• **TRECHO DO DOCUMENTO**
++++++++

Um modelo ambiental do Sul


São Paulo pode se tornar um grande laboratório para o avanço do conhecimento sobre mudanças climáticas globais.

Carlos Nobre, 58 anos, um dos mais respeitados e premiados estudiosos brasileiros do clima e das mudanças climáticas globais, chegara de uma estada de seis dias em Copenhague, Dinamarca, na manhã daquele domingo, 19 de dezembro, depois de ver até o final dissiparem-se todas as esperanças de assinatura de um tratado internacional consistente de prevenção e combate aos efeitos do aquecimento do planeta. À tarde, em sua agradável casa num condomínio em São José dos Campos, a 97 quilômetros da capital paulista, na companhia atenta e carinhosa de Ana Amélia Costa, com quem fará em julho 25 anos de casado, mantendo a alguma distância seus oito cachorros e nove gatos, ele estava certamente cansado, depois da travessia transoceânica. Mas foi num clima de simpático acolhimento, com a tranquilidade e a notável capacidade expressiva e argumentativa de sempre, que ele falou durante quase duas horas para a equipe de Pesquisa FAPESP.

Os resultados da COP-15 foram objeto, claro, de suas considerações, mas Nobre foi muito além disso: conseguiu delinear, numa espécie de antevisão, o grande laboratório de experiências ambientais avançadas que vê em começo de montagem no estado de São Paulo e procurou mostrar por que o Programa FAPESP de Pesquisa sobre Mudanças Climáticas Globais, do qual é o coordenador-geral, tem enorme potencial para ampliar, e muito, a já razoável influência do Brasil no debate científico e nas decisões políticas globais relativas às mudanças climáticas. Abordou seu percurso de pesquisador e duas novas contribuições científicas, inéditas ainda – uma que traz novos elementos para o aprofundamento de sua teoria de savanização da Floresta Amazônica e outra voltada à compreensão da persistência de uma larga zona de transição entre a floresta e o Cerrado na região –, cujos artigos científicos estão em fase de análise em publicações internacionais.
O trabalho científico de Nobre, como se sabe, é fundamental para uma melhor compreensão das relações entre o clima, a floresta tropical, os impactos do desmatamento e do aquecimento global na Amazônia.

++++++++

• **DADOS FORNECIDOS**
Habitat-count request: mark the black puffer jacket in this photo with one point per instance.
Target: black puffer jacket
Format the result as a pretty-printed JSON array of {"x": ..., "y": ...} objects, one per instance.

++++++++

• **TAREFAS**
1 - Segundo o texto sobre Carlos Nobre, a quantos quilômetros da capital paulista fica São José dos Campos?
2 - Dê continuidade ao texto sobre Carlos Nobre a partir da última frase apresentada.

• **RESPOSTAS**
1 - A 97 quilômetros.

2 -
Engenheiro eletrônico formado pelo Instituto de Tecnologia de Aeronáutica (ITA), doutor na área de meteorologia pelo Instituto de Tecnologia de Massachusetts (MIT) e, a rigor, um especialista em modelagem matemática de cenários climáticos, com um pós-doc nesse campo na Universidade de Maryland, Nobre acumula muitos prêmios decorrentes de seu trabalho científico, entre os quais podem-se incluir, como membro do IPCC que é, o Nobel da Paz de 2008 e o mais recente recebido este ano, o WWF -Brasil Personalidade Ambiental e o Von Humboldt Medal da European Geophysical Union. São vitórias que parecem justas para quem sempre se inclinou com determinação para os caminhos mais desafiadores que foram lhe surgindo pela vida afora. E são, sem dúvida, extraordinariamente gratificantes para o descendente de imigrantes italianos, por parte de mãe, que se fixaram inicialmente em Salto, São Paulo, e de migrantes baianos que se estabeleceram em Conquista, Triângulo Mineiro. Ou para o filho mais velho de Wilson Nobre, um jogador profissional de futebol, ex-operário em São Paulo, que morreu cedo, deixando ao então jovem estudante de engenharia eletrônica, ex-aluno de escola pública da periferia de São Paulo, a tarefa de levar adiante a manutenção da família e a educação dos irmãos.

Nas páginas que se seguem estão os principais trechos da entrevista de Carlos Nobre.
No olhar de um cientista, a conferência de Copenhague foi mesmo um completo fracasso?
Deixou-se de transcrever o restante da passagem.